» **Objective**
Repeat the records verbatim and leave the pictures out of your copy.

» **Records for the task**

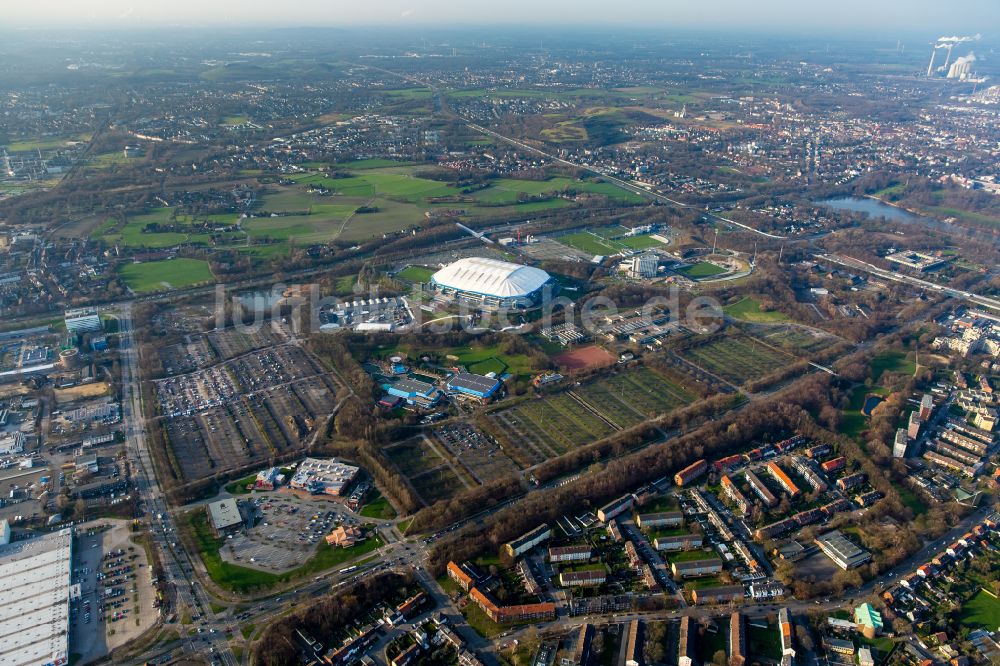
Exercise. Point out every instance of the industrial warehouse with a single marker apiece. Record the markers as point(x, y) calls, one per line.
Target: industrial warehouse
point(490, 283)
point(34, 599)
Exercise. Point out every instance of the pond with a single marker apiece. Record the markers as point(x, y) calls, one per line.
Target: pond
point(871, 402)
point(871, 207)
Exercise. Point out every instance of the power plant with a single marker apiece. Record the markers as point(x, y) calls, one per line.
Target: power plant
point(964, 70)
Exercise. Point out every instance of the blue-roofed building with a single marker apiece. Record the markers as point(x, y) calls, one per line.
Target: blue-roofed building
point(413, 391)
point(867, 617)
point(477, 386)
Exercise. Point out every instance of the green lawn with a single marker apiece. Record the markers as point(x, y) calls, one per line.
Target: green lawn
point(167, 274)
point(244, 579)
point(416, 274)
point(43, 143)
point(372, 164)
point(378, 508)
point(702, 269)
point(640, 242)
point(892, 361)
point(982, 610)
point(591, 243)
point(748, 309)
point(483, 625)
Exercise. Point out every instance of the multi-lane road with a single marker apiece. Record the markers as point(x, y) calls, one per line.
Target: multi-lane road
point(174, 560)
point(866, 267)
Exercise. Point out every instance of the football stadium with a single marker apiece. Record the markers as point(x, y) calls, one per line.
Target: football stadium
point(491, 283)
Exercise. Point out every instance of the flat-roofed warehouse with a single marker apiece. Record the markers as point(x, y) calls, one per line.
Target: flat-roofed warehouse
point(324, 477)
point(491, 283)
point(34, 599)
point(225, 516)
point(478, 386)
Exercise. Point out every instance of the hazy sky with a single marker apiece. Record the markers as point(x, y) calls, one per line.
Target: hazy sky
point(868, 15)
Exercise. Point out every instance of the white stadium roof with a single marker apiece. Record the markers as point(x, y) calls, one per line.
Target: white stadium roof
point(491, 277)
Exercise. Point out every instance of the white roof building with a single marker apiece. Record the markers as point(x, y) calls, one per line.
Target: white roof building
point(34, 599)
point(491, 277)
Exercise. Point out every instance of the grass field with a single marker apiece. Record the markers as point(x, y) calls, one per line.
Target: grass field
point(982, 610)
point(415, 274)
point(748, 309)
point(737, 359)
point(43, 143)
point(701, 270)
point(244, 579)
point(166, 274)
point(891, 361)
point(600, 242)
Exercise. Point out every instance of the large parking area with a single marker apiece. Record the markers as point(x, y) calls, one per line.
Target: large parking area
point(287, 532)
point(246, 410)
point(117, 597)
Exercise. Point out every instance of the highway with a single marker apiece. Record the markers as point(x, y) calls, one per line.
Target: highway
point(173, 558)
point(857, 264)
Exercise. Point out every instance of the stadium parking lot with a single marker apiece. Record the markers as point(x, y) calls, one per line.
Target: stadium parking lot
point(287, 531)
point(117, 597)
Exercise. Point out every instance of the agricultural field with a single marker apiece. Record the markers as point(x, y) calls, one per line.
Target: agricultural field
point(43, 143)
point(748, 309)
point(631, 397)
point(160, 228)
point(551, 426)
point(983, 610)
point(431, 476)
point(479, 454)
point(737, 359)
point(166, 275)
point(798, 339)
point(379, 197)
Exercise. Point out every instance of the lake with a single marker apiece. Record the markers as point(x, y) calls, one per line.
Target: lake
point(873, 208)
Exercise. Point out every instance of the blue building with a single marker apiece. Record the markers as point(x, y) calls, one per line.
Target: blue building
point(414, 392)
point(477, 386)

» **Task result**
Exercise. Point out every instance of the industrial warehouse with a single marker apiece. Record the markers as point(x, y) calls, one per line.
Target: industrial warehouse
point(490, 283)
point(34, 599)
Exercise. Point out every instance of the pond with a single marker apiece. Record the markers as point(x, y) calls, one per line.
Target: pond
point(871, 402)
point(871, 207)
Exercise. Point out every instance of the power plant with a single marker apiece. Record the markers as point(x, y) calls, one per line.
Target: power plant
point(964, 70)
Exercise. Point out every instance of the blue-roofed building with a single marker apiece. Record the markers as point(x, y) calls, one per line.
Target: blue-roofed building
point(413, 391)
point(867, 617)
point(477, 386)
Exercise. Point out every instance of the green lawn with a single marker apiece. Record the markers as point(x, y) calls, one per line.
Target: green lawn
point(167, 274)
point(244, 579)
point(416, 274)
point(43, 143)
point(372, 164)
point(378, 508)
point(702, 269)
point(640, 242)
point(892, 361)
point(982, 610)
point(591, 243)
point(748, 309)
point(483, 625)
Exercise. Point out every instance of the multi-lane road with a single marker apiece. Record the markers as point(x, y) calls, one per line.
Target: multi-lane road
point(174, 560)
point(866, 267)
Exercise. Point out every instance of the football stadium with a single marker apiece. Record the markers as point(x, y) calls, one per line.
Target: football stadium
point(491, 283)
Exercise. Point out every instance of the flat-roofed warehouse with a single marker apiece. Record the markers as point(x, y) calls, one per line.
Target: flat-roofed warehouse
point(324, 477)
point(491, 283)
point(34, 599)
point(225, 516)
point(478, 386)
Exercise. Point out every instance of the hazy sky with a single marker apiece. Record the markers as point(x, y) calls, one per line.
Target: hazy sky
point(868, 15)
Exercise. Point out every instance of the white stadium roof with a single marker apiece. Record the markers as point(x, y) calls, one per line.
Target: white stadium roof
point(491, 277)
Exercise. Point out every instance of the white roof building with a single marker apiece. Record the markers as point(x, y) calls, one per line.
Target: white roof building
point(34, 599)
point(491, 277)
Exercise. Point out every instance of the grass field with a single marker apiece. Record the markers as point(x, y) calls, one per line.
Target: grass field
point(982, 610)
point(415, 274)
point(748, 309)
point(737, 359)
point(43, 143)
point(701, 270)
point(244, 579)
point(166, 274)
point(891, 361)
point(600, 242)
Exercise. Point out every instance of the large parking area with a single marker apiece. Record the markers as point(x, y) calls, one per line.
Target: large parking area
point(287, 532)
point(246, 410)
point(117, 597)
Exercise. Point out every instance of the highway with a single marker apiece. Record the markers as point(x, y) calls, one per line.
Target: highway
point(173, 558)
point(857, 264)
Exercise. Point out every instance of the stadium parking lot with a single marker apiece. Record the markers as point(x, y) calls, one per line.
Target: stadium parking lot
point(287, 531)
point(117, 597)
Exercise. Point out every instance of the agricultural field with a single marker apiece. Record the markers as point(x, y) calls, one per line.
Target: agricultural field
point(43, 143)
point(748, 309)
point(631, 397)
point(160, 228)
point(551, 426)
point(983, 610)
point(431, 476)
point(479, 454)
point(737, 359)
point(166, 275)
point(798, 339)
point(379, 197)
Exercise. Point out every instance of the lake with a single marker apiece. Record the markers as point(x, y) calls, one per line.
Target: lake
point(873, 208)
Exercise. Point out every instance of the blue building with a single marker apiece. Record the markers as point(x, y) calls, one per line.
Target: blue building
point(414, 392)
point(477, 386)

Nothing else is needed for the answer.